### Directions
Please repeat each line below exactly, with no images in the copy.

Saved entries
^^^^
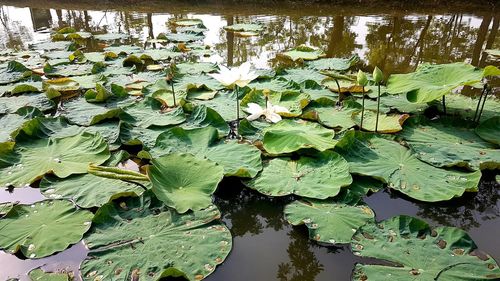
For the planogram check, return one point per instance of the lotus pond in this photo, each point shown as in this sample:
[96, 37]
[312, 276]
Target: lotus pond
[301, 142]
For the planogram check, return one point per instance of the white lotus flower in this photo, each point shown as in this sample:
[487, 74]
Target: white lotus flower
[271, 112]
[239, 76]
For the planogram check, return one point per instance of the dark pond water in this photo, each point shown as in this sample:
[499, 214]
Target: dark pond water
[394, 36]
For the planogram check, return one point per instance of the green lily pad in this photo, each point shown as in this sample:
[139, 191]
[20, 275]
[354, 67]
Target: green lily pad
[186, 22]
[141, 238]
[489, 130]
[387, 123]
[430, 82]
[44, 228]
[338, 64]
[40, 275]
[184, 182]
[196, 67]
[83, 113]
[238, 159]
[111, 36]
[446, 143]
[419, 252]
[147, 113]
[87, 190]
[203, 116]
[290, 135]
[329, 221]
[12, 72]
[387, 160]
[301, 75]
[319, 176]
[304, 53]
[61, 156]
[245, 27]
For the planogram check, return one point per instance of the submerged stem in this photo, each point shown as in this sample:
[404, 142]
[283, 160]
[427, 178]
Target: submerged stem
[362, 107]
[378, 108]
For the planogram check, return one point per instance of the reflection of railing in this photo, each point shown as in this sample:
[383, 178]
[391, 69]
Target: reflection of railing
[286, 7]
^^^^
### Your solution
For the planogram check, return one point per instance of the lotus pond in this photo, each point shown as in this sample:
[96, 37]
[312, 276]
Target: lotus pond
[301, 142]
For the planogram check, return one point per instance of the white lotus flower in this photo, each point shown as in this sample:
[487, 74]
Target: white lotus flower
[271, 112]
[239, 76]
For the planogram check, return one point per instance of the dark pond water in this photo, each point shown as in this sample:
[499, 214]
Target: dark pond water
[394, 36]
For the planogram check, return one point per instance of the green lily pad in this photo, each point shown as in this sample:
[139, 191]
[20, 275]
[354, 67]
Target: green lily pad
[186, 22]
[141, 238]
[489, 130]
[387, 123]
[430, 82]
[44, 228]
[338, 64]
[40, 275]
[184, 182]
[196, 67]
[83, 113]
[238, 159]
[111, 36]
[446, 143]
[419, 252]
[147, 113]
[87, 190]
[203, 116]
[290, 135]
[329, 221]
[12, 72]
[387, 160]
[301, 75]
[319, 176]
[304, 53]
[61, 156]
[245, 27]
For the planogram check, return one point per instance of the submerged stem in this photo, each point shown as in this sample:
[404, 142]
[283, 160]
[427, 178]
Target: submerged stem
[362, 107]
[378, 108]
For the planogram check, return one point per instance of the reflection of railing in this photo, each point shown as in this sample:
[383, 178]
[391, 69]
Target: reflection of railing
[286, 7]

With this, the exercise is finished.